_Work instruction_. Upon reaching the line containing "Can you find the white", output that line and all remaining lines exactly, through the end of the entries, and output nothing before it.

_Provided data_.
>>>

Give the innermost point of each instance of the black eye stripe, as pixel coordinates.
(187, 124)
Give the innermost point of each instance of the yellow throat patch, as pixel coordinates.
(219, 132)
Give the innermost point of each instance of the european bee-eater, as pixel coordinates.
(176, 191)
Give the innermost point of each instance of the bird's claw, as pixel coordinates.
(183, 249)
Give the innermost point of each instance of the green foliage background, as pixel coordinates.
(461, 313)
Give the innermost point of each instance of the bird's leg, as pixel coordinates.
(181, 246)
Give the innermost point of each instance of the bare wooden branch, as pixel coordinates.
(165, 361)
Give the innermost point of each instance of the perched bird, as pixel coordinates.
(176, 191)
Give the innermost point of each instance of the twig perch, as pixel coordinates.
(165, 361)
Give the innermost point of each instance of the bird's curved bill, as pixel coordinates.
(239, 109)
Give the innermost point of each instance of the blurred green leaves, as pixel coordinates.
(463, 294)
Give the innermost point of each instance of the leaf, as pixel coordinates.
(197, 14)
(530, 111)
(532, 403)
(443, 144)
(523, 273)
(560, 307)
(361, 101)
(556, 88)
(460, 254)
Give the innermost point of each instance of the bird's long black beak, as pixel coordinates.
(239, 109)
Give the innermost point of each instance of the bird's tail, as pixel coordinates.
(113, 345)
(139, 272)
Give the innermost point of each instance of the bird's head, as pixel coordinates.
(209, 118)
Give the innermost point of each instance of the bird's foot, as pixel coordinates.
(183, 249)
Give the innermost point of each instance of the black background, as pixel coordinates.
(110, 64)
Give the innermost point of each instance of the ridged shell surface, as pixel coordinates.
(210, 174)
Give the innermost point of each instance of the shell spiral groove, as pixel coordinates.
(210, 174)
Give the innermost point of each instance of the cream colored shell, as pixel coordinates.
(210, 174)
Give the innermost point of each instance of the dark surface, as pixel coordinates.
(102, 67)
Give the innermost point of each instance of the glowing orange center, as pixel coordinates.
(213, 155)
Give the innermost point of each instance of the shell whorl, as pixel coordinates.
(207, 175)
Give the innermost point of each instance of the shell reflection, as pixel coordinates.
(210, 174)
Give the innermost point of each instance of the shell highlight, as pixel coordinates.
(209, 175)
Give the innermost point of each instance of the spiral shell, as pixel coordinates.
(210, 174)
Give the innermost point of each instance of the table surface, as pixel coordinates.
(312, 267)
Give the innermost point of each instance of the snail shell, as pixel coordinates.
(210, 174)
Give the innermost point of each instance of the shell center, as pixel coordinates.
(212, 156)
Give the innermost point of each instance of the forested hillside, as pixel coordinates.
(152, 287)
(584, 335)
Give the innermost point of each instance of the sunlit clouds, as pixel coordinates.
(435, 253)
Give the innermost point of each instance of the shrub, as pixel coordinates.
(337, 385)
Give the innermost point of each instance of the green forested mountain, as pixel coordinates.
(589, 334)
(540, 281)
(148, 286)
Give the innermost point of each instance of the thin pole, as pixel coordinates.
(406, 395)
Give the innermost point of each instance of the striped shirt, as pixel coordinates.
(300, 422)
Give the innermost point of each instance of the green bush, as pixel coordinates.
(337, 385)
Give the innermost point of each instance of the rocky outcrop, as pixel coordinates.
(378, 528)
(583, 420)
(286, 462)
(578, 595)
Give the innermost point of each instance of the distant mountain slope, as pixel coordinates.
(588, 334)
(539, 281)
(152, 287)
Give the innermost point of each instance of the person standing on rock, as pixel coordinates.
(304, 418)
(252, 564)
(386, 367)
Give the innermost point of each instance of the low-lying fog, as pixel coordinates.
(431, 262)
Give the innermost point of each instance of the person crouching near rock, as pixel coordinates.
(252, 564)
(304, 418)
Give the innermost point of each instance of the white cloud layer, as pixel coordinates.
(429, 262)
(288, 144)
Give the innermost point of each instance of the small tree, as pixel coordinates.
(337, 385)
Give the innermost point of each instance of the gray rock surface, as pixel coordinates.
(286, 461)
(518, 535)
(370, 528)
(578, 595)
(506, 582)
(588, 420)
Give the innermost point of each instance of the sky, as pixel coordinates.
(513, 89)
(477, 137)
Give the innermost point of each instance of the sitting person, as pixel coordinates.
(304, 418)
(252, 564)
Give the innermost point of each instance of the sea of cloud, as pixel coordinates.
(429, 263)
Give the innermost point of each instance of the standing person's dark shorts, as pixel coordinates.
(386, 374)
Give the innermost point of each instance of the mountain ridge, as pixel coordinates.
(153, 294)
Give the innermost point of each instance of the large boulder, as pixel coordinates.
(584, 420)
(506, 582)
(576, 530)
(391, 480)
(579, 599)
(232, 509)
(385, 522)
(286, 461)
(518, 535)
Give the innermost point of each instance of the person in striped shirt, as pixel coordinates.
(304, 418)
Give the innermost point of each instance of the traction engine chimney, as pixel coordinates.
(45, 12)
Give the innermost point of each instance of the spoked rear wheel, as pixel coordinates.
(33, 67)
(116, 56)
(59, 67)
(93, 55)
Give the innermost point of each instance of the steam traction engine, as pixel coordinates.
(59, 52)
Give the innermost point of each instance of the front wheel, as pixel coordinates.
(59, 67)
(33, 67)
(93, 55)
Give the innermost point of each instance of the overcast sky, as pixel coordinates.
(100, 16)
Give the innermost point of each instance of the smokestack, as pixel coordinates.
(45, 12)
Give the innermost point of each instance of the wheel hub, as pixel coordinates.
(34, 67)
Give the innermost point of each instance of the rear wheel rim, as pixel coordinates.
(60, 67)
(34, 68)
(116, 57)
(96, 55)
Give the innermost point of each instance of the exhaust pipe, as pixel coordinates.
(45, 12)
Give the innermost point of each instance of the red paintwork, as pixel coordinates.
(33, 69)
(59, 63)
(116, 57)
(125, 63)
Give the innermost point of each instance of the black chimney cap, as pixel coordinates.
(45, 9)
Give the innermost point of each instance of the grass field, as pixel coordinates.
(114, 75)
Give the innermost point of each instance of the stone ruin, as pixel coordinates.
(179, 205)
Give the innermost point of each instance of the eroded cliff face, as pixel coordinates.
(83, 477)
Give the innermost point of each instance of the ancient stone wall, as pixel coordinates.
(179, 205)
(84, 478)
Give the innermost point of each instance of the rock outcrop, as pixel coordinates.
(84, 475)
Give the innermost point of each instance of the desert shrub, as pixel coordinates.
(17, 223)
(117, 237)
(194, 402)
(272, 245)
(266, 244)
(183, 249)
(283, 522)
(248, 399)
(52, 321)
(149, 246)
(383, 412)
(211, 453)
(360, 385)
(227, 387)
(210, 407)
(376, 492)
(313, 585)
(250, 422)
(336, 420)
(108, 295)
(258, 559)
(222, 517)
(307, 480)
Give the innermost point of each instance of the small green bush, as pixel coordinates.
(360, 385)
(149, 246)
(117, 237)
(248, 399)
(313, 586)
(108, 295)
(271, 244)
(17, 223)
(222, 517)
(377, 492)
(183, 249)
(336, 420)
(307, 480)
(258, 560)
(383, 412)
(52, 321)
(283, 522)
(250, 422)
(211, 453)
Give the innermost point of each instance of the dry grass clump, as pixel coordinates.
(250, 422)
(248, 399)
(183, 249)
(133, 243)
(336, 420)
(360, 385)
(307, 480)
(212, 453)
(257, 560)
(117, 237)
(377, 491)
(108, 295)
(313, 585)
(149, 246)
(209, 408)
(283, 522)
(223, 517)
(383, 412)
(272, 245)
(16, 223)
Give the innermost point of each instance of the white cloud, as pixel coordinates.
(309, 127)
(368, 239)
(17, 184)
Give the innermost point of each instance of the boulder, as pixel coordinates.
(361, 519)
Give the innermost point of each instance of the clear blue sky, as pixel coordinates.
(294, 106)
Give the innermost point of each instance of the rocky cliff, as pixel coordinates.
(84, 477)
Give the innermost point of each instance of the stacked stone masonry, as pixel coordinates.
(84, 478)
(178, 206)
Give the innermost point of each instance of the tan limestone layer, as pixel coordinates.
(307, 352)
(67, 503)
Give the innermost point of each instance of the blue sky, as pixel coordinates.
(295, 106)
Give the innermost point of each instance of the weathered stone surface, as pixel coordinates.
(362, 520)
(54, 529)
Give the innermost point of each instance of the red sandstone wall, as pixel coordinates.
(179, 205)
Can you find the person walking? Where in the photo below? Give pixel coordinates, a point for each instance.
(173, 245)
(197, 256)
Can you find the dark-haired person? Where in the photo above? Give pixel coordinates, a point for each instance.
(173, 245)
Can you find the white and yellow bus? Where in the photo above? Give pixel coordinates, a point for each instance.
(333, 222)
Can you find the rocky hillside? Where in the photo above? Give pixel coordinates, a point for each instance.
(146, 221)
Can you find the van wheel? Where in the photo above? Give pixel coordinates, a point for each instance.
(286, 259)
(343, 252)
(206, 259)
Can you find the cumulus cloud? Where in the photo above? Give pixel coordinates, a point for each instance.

<<<

_Written solution_.
Can you find the white and yellow bus? Where in the photo above? Give pixel coordinates, a point for each instance.
(333, 222)
Can you find the rocky hillside? Where in the photo above? Give pixel coordinates, a point for each instance.
(146, 221)
Can you find the van wheel? Where in the photo above? Give pixel coordinates, a point for each instance.
(286, 259)
(343, 252)
(206, 259)
Can you find the cumulus cloud? Where in the photo above? Give pixel coordinates, a point for each instance.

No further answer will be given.